**PROBLEM TO SOLVE:** Can you pick up the passage about tropical American ants after its last sentence and keep it going?

**PASSAGE:**
>>>

These foraging ants show a good deal of sympathy with one another, and if one is in distress the others will do their best to relieve him from his embarrassment. Mr. Belt, a naturalist who spent some time in Nicaragua, made some experiments with a view to testing these points. He took an ant, and placed it under a stone in the line of the marching column. The first of the marching ants that saw its plight hurried back, and soon returned with several companions, to whom it had evidently communicated the intelligence. Some seized and tugged the ant, whilst others bit and pushed the stone, and, between them, the prisoner was soon freed. Other ants Mr. Belt covered up with clay, leaving only their head or antennæ projecting, and all were rescued in the same way. Lord Avebury has tried similar experiments with our own English ants, but the results were not so satisfactory. Both in sympathy and intelligence, these foraging ants of America seem much superior to the various European species. More experiments, however, with a greater number of species are much to be desired.
Another ant of tropical America is the famous sauba or leaf-cutting ant. All day long these insects seem occupied in cutting out pieces of leaves, and carrying them off to their nests. New arrivals in the country are astonished to meet long columns of them marching down well-beaten paths, and all carrying circular pieces of green leaf, the size of a sixpence, held upright in their jaws. All these are marching homewards, but beside them, empty-handed, another stream goes hurrying back to the forest, from which their comrades are returning laden. What use do the ants make of these leaves, after they have carried them down into their nests? In regard to this there have been various opinions. Some naturalists used to think that they used them as food simply, others that they made a sort of underground roof to their nests with them; but Mr. Belt has almost proved that what the ants really do with their leaves, is to make them into mushroom-beds, the mushrooms—not the leaves themselves—being used as food by the community. He found, on excavating their nests, that they consisted of a number of chambers, as large, and almost as round, as a man’s head. In each of these lay a brown mass of vegetable matter, which, on examination, proved to be made of the leaves themselves, now withered and cut into a number of small pieces, amidst which, and holding them all together, grew a minute white fungus—the mushrooms of the ants. Mr. Belt proved that it was not the leaves themselves which the ants ate, because he found deserted chambers filled with these, which, now that their manuring properties had become exhausted, no longer supported any fungus. Yet that the ants require food in their nests must be assumed, since they are never seen feeding outside them; and, moreover, when they desert the nest and establish themselves in another, they take the fungus-bearing leaves, but not the others, with them. Clearly, then, this fungus, which they cultivate themselves, must be their food—the ants are mushroom-growers.

<<<

**EXTRACTED INFORMATION:**

>>>

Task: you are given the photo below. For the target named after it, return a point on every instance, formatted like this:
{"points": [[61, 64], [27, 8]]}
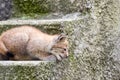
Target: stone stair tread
{"points": [[35, 22]]}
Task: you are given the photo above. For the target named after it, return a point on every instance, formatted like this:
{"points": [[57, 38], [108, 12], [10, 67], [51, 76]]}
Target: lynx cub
{"points": [[26, 43]]}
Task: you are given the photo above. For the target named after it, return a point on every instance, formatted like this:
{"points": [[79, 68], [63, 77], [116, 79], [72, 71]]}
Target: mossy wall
{"points": [[92, 44]]}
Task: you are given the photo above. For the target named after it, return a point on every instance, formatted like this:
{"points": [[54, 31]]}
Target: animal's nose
{"points": [[66, 55]]}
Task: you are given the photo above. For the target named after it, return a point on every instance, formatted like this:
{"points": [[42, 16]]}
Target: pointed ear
{"points": [[61, 38]]}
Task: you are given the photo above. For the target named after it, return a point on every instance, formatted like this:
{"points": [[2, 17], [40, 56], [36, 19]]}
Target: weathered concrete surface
{"points": [[94, 49]]}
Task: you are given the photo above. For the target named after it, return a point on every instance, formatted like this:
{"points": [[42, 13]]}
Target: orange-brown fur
{"points": [[26, 42]]}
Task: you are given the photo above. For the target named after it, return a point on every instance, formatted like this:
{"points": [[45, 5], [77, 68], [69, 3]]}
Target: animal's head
{"points": [[60, 47]]}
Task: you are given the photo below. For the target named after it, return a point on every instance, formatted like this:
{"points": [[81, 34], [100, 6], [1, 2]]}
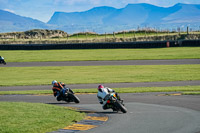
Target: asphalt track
{"points": [[147, 112], [102, 63]]}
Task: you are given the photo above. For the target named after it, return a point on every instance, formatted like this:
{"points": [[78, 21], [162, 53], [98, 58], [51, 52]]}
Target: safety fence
{"points": [[111, 45]]}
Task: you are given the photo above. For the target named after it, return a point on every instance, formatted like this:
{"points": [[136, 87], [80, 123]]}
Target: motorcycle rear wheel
{"points": [[75, 98], [121, 107]]}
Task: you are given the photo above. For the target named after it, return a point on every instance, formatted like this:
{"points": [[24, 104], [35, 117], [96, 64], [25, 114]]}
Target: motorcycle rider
{"points": [[103, 93], [59, 89], [1, 59]]}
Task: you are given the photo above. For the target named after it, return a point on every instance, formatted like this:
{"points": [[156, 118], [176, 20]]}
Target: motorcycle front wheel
{"points": [[121, 107], [75, 98]]}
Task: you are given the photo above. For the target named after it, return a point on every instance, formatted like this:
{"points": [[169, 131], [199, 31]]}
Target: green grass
{"points": [[191, 93], [12, 76], [100, 54], [184, 89], [19, 117]]}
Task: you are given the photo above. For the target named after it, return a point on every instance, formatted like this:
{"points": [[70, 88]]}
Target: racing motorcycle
{"points": [[115, 104], [2, 61], [69, 96]]}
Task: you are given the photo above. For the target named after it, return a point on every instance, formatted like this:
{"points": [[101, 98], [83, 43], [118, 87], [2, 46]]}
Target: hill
{"points": [[108, 19], [10, 22]]}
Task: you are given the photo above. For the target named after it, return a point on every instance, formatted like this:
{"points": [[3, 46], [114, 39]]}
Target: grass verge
{"points": [[183, 89], [96, 54], [20, 117], [13, 76]]}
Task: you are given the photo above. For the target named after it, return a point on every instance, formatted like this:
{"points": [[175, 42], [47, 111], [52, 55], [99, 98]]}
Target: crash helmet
{"points": [[54, 82], [100, 87]]}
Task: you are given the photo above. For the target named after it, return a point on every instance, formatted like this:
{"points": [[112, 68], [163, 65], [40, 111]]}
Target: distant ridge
{"points": [[108, 19]]}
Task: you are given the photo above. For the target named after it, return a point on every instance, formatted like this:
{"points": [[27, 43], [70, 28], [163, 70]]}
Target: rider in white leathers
{"points": [[103, 94]]}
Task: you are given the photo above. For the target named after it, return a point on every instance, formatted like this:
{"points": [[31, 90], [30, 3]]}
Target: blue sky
{"points": [[44, 9]]}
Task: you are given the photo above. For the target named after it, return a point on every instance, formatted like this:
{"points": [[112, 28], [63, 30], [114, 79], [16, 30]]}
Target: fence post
{"points": [[105, 36], [168, 44], [114, 35]]}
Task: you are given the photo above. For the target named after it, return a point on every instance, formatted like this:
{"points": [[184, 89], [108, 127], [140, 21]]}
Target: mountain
{"points": [[93, 16], [108, 19], [10, 22]]}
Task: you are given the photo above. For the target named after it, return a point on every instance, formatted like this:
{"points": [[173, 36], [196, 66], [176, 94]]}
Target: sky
{"points": [[43, 9]]}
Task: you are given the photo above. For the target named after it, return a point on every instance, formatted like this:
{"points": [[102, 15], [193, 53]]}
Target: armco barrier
{"points": [[153, 44]]}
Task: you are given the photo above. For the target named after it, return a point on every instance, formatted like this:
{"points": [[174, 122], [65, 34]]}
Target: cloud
{"points": [[9, 10]]}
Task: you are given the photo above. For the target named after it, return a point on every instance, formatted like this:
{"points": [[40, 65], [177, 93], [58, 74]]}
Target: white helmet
{"points": [[54, 81]]}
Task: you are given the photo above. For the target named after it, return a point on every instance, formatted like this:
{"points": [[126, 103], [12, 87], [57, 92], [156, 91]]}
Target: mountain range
{"points": [[108, 19]]}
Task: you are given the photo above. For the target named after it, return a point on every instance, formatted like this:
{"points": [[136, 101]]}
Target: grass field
{"points": [[19, 117], [186, 90], [12, 76], [101, 54]]}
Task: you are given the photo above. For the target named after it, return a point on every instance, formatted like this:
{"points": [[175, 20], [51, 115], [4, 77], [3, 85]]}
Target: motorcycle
{"points": [[2, 62], [68, 96], [115, 104]]}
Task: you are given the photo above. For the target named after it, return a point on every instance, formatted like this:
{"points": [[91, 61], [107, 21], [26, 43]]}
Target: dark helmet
{"points": [[100, 86]]}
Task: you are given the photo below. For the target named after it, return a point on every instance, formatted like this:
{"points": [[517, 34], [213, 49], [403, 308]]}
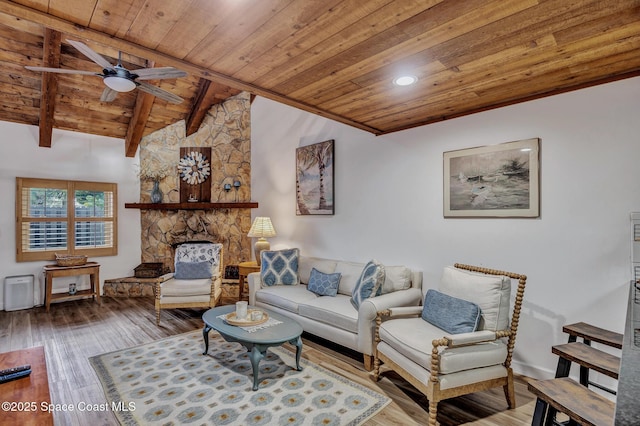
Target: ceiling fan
{"points": [[119, 79]]}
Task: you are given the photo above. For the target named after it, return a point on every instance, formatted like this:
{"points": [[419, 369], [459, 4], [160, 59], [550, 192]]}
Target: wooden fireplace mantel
{"points": [[191, 206]]}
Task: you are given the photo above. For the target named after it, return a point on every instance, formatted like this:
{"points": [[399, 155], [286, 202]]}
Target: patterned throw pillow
{"points": [[369, 282], [324, 284], [449, 313], [279, 267], [193, 270]]}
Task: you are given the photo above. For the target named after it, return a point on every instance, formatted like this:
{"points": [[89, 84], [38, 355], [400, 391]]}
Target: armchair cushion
{"points": [[193, 270], [280, 267], [449, 313], [192, 287], [412, 338], [370, 280], [200, 252], [324, 284], [491, 293]]}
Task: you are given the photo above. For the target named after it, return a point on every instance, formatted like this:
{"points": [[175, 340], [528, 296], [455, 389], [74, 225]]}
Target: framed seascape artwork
{"points": [[493, 181], [314, 179]]}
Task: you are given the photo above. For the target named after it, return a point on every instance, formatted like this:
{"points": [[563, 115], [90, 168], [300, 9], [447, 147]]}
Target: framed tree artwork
{"points": [[493, 181], [314, 179]]}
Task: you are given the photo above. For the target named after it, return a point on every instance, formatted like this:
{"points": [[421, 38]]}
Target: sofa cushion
{"points": [[491, 293], [193, 270], [306, 263], [323, 284], [412, 338], [449, 313], [396, 278], [279, 267], [285, 297], [370, 280], [350, 272], [335, 311], [178, 287]]}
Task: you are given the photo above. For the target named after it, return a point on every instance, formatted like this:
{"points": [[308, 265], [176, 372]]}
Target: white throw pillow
{"points": [[350, 273], [397, 278], [490, 292]]}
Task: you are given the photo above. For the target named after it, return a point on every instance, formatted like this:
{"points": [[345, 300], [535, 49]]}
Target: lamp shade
{"points": [[262, 228], [119, 84]]}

<<<

**OUTPUT:**
Mr. Belt concludes his very interesting account of the sauba ants with one more instance of their intelligence. “A nest,” he tells us, “was made near one of our tramways, and, to get to the trees, the ants had to cross the rails, over which the waggons were continually passing and repassing. Every time they came along, a number of ants were crushed to death. They persevered in crossing, for some time, but at last set to work and tunneled underneath each rail. One day, when the waggons were not running, I stopped up the tunnels with stones; but although great numbers carrying leaves were thus cut off from the nest, they would not cross the rails, but set to work making fresh tunnels underneath them. Apparently an order had gone forth, or a general understanding been come to, that the rails were not to be crossed.”
CHAPTER X
WHITE ANTS AND THEIR ARCHITECTURE—VERY WONDERFUL NESTS—“A PRISON AND A PALACE”—THE AARD VARK AND THE ANT-EATER—HOW ANTS ARE TRAPPED.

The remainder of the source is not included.